ОТРЫВОК =>

Читаем Древняя Русь : наследие в слове. Мудрость слова полностью

И умъ убо есть, еже от Бога, по естеству движимый, истачая разумѣния (смыслы); отнюдь же и хитреца слово имат, аще яко производится подобное.

Мысль же умное дѣйство, еяже ради разумѣваются мыслимая, якоже бы кто реклъ хитрость сущи хитреца.

Слава же, яже напрасно разумѣнных сице или инако (так или иначе) имущи мнѣние, добрѣ убо, аще добрѣ разумѣвается, злѣ же, аще супротивнѣ паки.

Мечтание же явльшаго разумѣния показание, не всяко ж являемое истинно, безсудно бо есть, егда проважает къ мысли истинное, ложное яко истинно приемлюще, скудости ради разсуждения.

Чювьство ж, еже по разсуждении разумѣнных опасное разсмотрѣние, якож прилучаются сущаа разумѣния или добра или инако имуща.

Сия раздѣления силы суть умныя, юже по своей мѣре прѣдлагают» (Диоптра, л. 187 об.).

Малопонятный язык описания переполнен синтаксическими и семантическими грецизмами; чтобы понять текст, следует его переложить на современный язык.

«Об ощущениях души. Имеется пять душевных ощущений: ум, мысль, мнение (δόξα), представление и сознание [“въ чювьство прити” — Пандекты, л. 6 — прийти в сознание].

И ум, Богом естественно побуждаемый, создает понимание (процесс мышления); а тот, кто на это способен (в слове?) — знающий (человек).

Мысль же —действие ума, которым познается все мыслимое, и можно сказать, что знание — признак знающего.

Мнение же — безосновательно представленные, так или иначе явленные, предположения: точные, если имеются в виду точные, и плохие, если им противоположны.

Представление (воображение) же — это признак явленного понимания, поскольку не всякое явленное истинно, и не подлежит суждению, даже соответствуя в мысли истинному, а ложное принимает за истинное по слабости суждения.

Сознание же (понимание возникает) после суждения как тщательное соотнесение воспринятого, к которому привлекаются главные восприятия, как точные, так и все остальные.

Таково распределение сил — сил ума, которые предстают каждая в своем качестве (в своей ценности)».

Ум создает возможности для осмысления мнений (идей), конкретных представлений и собственных мыслей, но только чювьство завершает процесс рассуждения, собирая всё это вместе в логическое суждение. Характерно это возвращение славянского переводчика (перевод 1479 г.) к слову чювьство, которое по-прежнему многозначно; за ним скрываются понятия о сознании и познании, уже отвлеченные от понятия ‘знание’ (разумъ, разумѣние).

В известной мере таково же распределение интеллектуальных «сил» у Нила Сорского.

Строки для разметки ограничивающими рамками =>

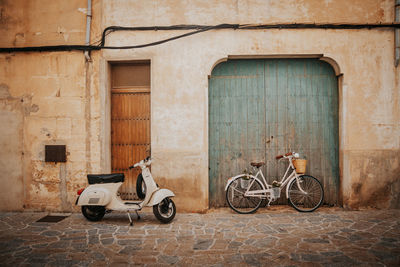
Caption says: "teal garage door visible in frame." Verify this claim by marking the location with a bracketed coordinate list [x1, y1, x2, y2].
[208, 59, 339, 207]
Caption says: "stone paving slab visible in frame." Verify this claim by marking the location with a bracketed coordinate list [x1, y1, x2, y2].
[0, 206, 400, 266]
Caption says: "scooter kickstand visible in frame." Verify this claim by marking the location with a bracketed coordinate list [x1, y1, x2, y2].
[128, 212, 133, 226]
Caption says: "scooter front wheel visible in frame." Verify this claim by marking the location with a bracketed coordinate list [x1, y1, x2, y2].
[82, 206, 106, 222]
[153, 197, 176, 223]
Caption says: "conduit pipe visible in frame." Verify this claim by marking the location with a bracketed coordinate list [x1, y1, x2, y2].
[394, 0, 400, 67]
[85, 0, 92, 61]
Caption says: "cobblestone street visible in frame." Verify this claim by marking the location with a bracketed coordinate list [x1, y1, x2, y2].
[0, 206, 400, 266]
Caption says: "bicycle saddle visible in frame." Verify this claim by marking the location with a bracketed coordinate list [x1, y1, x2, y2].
[250, 161, 265, 168]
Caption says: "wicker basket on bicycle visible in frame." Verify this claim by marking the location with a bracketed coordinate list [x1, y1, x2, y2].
[293, 159, 307, 174]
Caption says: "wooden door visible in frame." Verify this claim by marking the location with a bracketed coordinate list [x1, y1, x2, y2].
[111, 63, 150, 200]
[209, 59, 339, 207]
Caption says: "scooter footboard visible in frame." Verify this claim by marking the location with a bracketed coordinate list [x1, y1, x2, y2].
[146, 188, 175, 206]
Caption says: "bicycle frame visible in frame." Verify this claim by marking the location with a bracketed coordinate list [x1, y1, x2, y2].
[225, 156, 305, 202]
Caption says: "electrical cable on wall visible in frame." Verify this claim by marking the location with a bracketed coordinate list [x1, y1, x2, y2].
[0, 23, 400, 53]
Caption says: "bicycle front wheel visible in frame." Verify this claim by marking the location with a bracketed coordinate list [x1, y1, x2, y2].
[288, 175, 324, 212]
[226, 177, 263, 214]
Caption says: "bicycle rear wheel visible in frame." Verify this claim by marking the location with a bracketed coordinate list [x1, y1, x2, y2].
[288, 175, 324, 212]
[226, 177, 263, 214]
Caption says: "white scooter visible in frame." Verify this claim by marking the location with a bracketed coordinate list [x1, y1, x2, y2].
[75, 157, 176, 225]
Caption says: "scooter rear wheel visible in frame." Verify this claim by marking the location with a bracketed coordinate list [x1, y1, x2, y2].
[82, 206, 106, 222]
[153, 197, 176, 223]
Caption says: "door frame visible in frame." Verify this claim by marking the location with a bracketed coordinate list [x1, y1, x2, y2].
[205, 54, 348, 209]
[99, 57, 153, 173]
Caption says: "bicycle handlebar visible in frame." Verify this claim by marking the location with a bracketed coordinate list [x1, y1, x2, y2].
[275, 152, 299, 159]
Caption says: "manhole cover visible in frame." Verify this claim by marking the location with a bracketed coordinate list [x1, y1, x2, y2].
[36, 215, 68, 223]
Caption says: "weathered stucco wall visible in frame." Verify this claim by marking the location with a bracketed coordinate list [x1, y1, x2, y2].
[0, 0, 400, 212]
[103, 1, 400, 214]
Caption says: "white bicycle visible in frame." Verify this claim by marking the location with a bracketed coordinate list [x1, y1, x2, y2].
[225, 152, 324, 213]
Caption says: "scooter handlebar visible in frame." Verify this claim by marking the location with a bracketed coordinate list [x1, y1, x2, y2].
[129, 156, 152, 169]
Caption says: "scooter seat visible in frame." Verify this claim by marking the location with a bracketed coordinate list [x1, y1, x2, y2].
[88, 173, 125, 184]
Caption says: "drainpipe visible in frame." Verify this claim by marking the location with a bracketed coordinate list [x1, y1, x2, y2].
[394, 0, 400, 67]
[85, 0, 92, 61]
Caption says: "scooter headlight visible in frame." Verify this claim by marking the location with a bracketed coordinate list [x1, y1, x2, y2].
[76, 188, 85, 196]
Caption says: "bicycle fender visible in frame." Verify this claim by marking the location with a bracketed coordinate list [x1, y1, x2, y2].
[225, 174, 265, 191]
[286, 178, 300, 199]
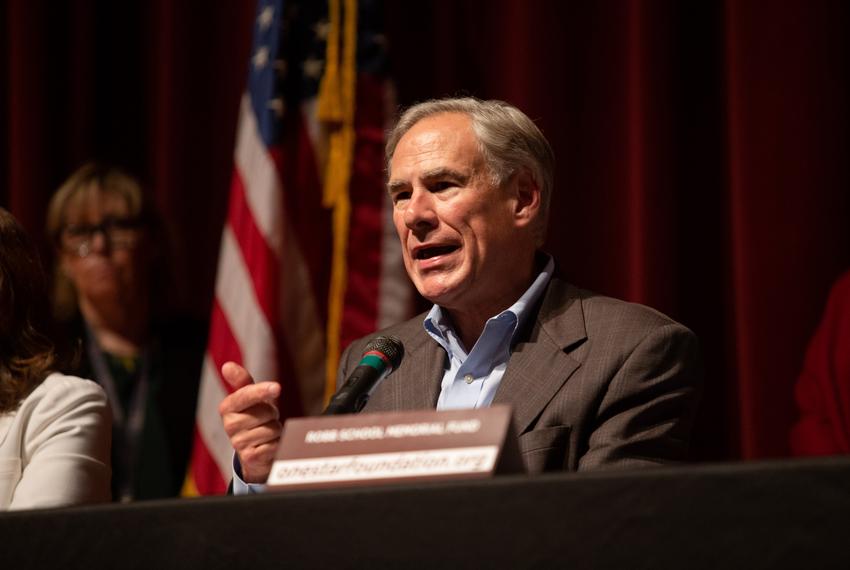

УСЛОВИЕ ЗАДАНИЯ => Перечислите, пожалуйста, все душевные ощущения, названные в современном переложении отрывка о силах ума.

РЕШЕНИЕ ЗАДАЧИ => Ум, мысль, мнение, представление, сознание.